Extracted records —
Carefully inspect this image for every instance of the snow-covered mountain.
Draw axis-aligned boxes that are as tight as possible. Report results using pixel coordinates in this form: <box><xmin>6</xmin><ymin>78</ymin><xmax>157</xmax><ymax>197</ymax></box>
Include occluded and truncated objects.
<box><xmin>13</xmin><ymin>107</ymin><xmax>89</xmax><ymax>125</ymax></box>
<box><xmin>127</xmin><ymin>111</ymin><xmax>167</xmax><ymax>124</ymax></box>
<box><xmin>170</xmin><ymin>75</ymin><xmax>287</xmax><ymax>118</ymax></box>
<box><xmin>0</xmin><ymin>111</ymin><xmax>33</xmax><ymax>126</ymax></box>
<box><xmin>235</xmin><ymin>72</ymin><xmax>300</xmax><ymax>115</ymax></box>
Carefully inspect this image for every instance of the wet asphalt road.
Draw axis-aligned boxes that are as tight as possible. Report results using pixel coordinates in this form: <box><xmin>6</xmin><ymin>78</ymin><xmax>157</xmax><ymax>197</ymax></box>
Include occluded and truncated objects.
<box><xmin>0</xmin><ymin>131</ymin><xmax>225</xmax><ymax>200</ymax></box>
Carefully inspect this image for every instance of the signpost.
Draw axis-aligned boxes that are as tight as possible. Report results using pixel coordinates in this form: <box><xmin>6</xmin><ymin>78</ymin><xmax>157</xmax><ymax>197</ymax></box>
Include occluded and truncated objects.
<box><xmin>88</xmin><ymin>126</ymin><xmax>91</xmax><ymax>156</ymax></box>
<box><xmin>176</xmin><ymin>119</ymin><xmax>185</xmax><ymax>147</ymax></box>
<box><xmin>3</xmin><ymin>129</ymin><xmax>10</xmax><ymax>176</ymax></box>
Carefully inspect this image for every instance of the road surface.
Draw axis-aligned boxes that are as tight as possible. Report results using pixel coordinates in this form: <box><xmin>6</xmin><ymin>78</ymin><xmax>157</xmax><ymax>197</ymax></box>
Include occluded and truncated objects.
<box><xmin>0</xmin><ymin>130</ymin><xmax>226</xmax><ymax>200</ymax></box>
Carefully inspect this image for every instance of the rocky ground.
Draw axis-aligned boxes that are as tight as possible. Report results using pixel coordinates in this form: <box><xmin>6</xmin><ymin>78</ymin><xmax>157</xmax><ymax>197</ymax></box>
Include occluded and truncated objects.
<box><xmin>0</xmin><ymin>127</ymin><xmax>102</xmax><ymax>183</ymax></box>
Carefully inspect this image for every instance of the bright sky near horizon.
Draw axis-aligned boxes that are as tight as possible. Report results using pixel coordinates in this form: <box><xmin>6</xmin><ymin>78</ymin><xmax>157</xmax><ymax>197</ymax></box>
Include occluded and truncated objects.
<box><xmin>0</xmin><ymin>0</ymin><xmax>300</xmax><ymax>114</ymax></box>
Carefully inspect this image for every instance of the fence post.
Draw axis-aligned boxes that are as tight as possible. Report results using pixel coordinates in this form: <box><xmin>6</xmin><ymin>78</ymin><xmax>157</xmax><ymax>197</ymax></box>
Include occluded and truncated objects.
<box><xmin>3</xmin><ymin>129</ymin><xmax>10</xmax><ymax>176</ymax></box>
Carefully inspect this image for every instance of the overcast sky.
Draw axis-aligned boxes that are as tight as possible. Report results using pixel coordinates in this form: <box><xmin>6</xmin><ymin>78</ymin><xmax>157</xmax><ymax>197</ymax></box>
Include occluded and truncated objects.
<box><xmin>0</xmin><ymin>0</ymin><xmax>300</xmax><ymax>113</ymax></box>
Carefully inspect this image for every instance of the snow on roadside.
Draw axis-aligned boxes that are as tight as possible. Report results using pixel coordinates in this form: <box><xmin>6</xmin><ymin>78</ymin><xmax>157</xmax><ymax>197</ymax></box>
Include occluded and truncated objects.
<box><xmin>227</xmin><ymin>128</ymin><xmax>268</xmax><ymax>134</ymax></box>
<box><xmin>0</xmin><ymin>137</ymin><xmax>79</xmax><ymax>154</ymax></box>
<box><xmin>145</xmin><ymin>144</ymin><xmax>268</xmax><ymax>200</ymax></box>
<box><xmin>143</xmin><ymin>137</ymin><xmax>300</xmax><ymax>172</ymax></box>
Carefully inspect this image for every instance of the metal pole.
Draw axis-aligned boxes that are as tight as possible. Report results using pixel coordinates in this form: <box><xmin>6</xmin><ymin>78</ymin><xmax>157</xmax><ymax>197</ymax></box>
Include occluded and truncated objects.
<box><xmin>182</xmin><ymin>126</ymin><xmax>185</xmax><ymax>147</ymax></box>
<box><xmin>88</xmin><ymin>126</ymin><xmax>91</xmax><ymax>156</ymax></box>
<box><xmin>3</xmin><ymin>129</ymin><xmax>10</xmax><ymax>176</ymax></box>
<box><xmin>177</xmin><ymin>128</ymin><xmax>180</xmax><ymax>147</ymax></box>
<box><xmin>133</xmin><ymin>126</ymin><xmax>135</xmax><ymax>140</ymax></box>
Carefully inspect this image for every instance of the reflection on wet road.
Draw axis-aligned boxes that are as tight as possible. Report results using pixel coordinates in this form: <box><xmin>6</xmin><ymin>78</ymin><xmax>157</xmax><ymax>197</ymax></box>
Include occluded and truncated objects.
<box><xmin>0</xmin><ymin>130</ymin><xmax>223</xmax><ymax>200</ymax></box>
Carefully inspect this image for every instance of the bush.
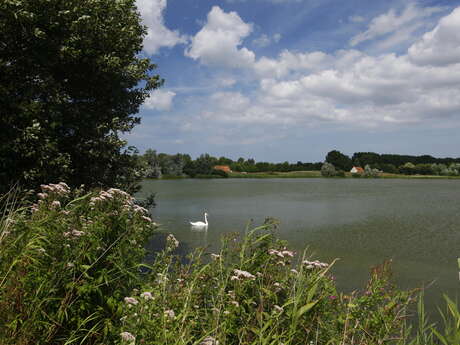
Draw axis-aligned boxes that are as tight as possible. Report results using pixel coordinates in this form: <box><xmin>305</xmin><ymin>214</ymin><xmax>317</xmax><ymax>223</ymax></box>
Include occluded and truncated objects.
<box><xmin>0</xmin><ymin>188</ymin><xmax>460</xmax><ymax>345</ymax></box>
<box><xmin>211</xmin><ymin>169</ymin><xmax>228</xmax><ymax>178</ymax></box>
<box><xmin>0</xmin><ymin>183</ymin><xmax>155</xmax><ymax>345</ymax></box>
<box><xmin>321</xmin><ymin>162</ymin><xmax>337</xmax><ymax>177</ymax></box>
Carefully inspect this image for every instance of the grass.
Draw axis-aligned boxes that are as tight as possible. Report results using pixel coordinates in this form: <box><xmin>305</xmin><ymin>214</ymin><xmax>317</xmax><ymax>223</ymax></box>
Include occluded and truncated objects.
<box><xmin>0</xmin><ymin>183</ymin><xmax>460</xmax><ymax>345</ymax></box>
<box><xmin>148</xmin><ymin>170</ymin><xmax>460</xmax><ymax>180</ymax></box>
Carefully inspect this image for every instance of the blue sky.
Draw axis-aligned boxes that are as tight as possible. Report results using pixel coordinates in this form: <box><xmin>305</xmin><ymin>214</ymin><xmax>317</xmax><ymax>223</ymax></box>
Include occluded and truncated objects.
<box><xmin>126</xmin><ymin>0</ymin><xmax>460</xmax><ymax>162</ymax></box>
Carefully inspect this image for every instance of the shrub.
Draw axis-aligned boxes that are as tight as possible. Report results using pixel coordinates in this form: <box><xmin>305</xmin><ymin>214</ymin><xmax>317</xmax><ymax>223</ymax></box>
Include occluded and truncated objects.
<box><xmin>321</xmin><ymin>162</ymin><xmax>337</xmax><ymax>177</ymax></box>
<box><xmin>0</xmin><ymin>183</ymin><xmax>155</xmax><ymax>344</ymax></box>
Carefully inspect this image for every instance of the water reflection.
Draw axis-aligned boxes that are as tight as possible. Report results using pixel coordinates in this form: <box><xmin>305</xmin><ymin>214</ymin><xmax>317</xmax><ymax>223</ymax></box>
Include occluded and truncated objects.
<box><xmin>139</xmin><ymin>179</ymin><xmax>460</xmax><ymax>314</ymax></box>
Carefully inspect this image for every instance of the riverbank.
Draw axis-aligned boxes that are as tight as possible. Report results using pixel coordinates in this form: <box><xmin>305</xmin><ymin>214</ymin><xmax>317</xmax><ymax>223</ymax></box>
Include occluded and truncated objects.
<box><xmin>147</xmin><ymin>170</ymin><xmax>460</xmax><ymax>180</ymax></box>
<box><xmin>0</xmin><ymin>183</ymin><xmax>458</xmax><ymax>345</ymax></box>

Aim of the task — Reproduce verbatim the lines of the items above, starting with the line that contains "of the riverbank." and continuing through the final line of the items, with both of those lines included.

The response —
Carefully inspect this image for every instance of the riverbank.
Draw axis-aligned boxes that are as tight as possible. Report results using pixel coordinates in this form: <box><xmin>305</xmin><ymin>214</ymin><xmax>317</xmax><ymax>223</ymax></box>
Include occluded and truncated objects.
<box><xmin>147</xmin><ymin>170</ymin><xmax>460</xmax><ymax>180</ymax></box>
<box><xmin>0</xmin><ymin>183</ymin><xmax>458</xmax><ymax>345</ymax></box>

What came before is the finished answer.